[What to do]:
Answer these questions from the coffee conversation text below:
(a) On what date did WE Int. hold its online coffee conversation?
(b) Which activities are listed as ways some participants make self-isolation more fun?
(c) According to the text, how often do many participants now communicate with their families?

The COVID-19 is now influencing the world and reshaping our lifestyles. WE Int. is interested in catching up with everyone. In such regard, on May 24th, WE Int. held the first staying-at-home coffee conversation online. Nine participants shared their own stories and offered their opinions in this lively and interesting conversation.
As we began the conversation, each of us shared stories about our self-isolation life, such as “a new hobby you started during the stay-home period” and“one way you do to stay positive”. Music, yoga, meditation, cooking and even hosting a podcast are what some of us are doing to make self-isolation more fun.
We then discussed about two topics:
How do you stay connected with friends and families?
We realized that even though we cannot meet in person, many of us have spent so much more time reconnecting with our families and friends than before. While the physical distance collapses, internet makes the virtual distance to everyone the same. Especially, the spreading of COVID-19 reminds us of the importance of caring about each other, so many of us begin to communicate with our families on a regular basis.
How does together staying at home change the division of labor in your family?

[Given information]:
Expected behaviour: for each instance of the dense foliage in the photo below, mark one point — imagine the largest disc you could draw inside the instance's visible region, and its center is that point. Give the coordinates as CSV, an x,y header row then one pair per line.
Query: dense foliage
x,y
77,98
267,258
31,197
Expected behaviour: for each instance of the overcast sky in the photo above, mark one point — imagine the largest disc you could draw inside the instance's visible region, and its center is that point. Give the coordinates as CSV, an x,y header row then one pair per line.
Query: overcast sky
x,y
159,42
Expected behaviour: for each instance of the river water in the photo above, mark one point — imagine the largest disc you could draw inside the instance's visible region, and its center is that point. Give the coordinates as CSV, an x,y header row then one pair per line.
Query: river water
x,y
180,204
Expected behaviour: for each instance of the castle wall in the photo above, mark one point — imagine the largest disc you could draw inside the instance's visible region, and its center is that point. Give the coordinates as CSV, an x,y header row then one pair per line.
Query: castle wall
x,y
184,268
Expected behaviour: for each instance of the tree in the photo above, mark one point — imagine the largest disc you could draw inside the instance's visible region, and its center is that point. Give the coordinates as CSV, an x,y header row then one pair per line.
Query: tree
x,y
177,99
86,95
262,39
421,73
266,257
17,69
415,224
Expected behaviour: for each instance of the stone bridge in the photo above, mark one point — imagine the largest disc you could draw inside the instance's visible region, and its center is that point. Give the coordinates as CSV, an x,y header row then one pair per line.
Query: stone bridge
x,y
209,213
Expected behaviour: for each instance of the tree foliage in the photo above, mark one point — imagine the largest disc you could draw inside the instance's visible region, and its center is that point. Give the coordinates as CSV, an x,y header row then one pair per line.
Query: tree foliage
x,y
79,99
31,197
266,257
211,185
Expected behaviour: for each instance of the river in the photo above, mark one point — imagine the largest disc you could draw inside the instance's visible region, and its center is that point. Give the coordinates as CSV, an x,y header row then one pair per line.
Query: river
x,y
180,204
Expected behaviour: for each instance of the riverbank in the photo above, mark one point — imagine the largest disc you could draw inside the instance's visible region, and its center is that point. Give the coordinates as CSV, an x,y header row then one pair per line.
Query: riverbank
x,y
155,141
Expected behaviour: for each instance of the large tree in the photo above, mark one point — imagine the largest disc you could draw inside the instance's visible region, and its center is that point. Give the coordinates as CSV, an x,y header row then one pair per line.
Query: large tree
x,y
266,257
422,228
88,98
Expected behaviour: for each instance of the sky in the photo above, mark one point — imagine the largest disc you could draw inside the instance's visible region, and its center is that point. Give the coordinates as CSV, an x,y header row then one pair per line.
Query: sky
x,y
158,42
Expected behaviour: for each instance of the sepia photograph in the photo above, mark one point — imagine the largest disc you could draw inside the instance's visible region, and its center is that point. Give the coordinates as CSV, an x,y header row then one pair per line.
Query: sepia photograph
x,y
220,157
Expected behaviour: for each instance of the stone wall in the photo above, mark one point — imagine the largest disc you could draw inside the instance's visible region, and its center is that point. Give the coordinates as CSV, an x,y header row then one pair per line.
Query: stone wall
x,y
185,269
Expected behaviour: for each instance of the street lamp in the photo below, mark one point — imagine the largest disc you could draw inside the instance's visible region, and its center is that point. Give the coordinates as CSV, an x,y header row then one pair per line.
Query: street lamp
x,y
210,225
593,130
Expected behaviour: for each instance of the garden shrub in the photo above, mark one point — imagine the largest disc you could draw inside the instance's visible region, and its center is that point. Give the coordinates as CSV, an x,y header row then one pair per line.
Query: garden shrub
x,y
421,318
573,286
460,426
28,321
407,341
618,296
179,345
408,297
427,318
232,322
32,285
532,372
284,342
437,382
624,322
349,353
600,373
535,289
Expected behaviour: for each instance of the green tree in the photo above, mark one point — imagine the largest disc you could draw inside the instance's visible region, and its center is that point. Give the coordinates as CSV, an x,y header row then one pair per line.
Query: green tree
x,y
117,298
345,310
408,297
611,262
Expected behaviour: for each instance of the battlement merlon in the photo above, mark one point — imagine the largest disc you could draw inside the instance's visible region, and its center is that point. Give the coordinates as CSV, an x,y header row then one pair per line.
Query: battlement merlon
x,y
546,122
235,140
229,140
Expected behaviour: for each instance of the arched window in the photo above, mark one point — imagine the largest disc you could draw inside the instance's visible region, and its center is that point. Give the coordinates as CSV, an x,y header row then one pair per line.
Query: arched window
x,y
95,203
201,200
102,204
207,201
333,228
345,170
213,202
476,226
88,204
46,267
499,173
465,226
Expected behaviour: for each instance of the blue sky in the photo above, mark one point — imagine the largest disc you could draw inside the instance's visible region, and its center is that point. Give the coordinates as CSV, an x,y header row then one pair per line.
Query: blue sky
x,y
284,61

[Completed task]:
(a) May 24th.
(b) Music, yoga, meditation, cooking, and hosting a podcast.
(c) On a regular basis.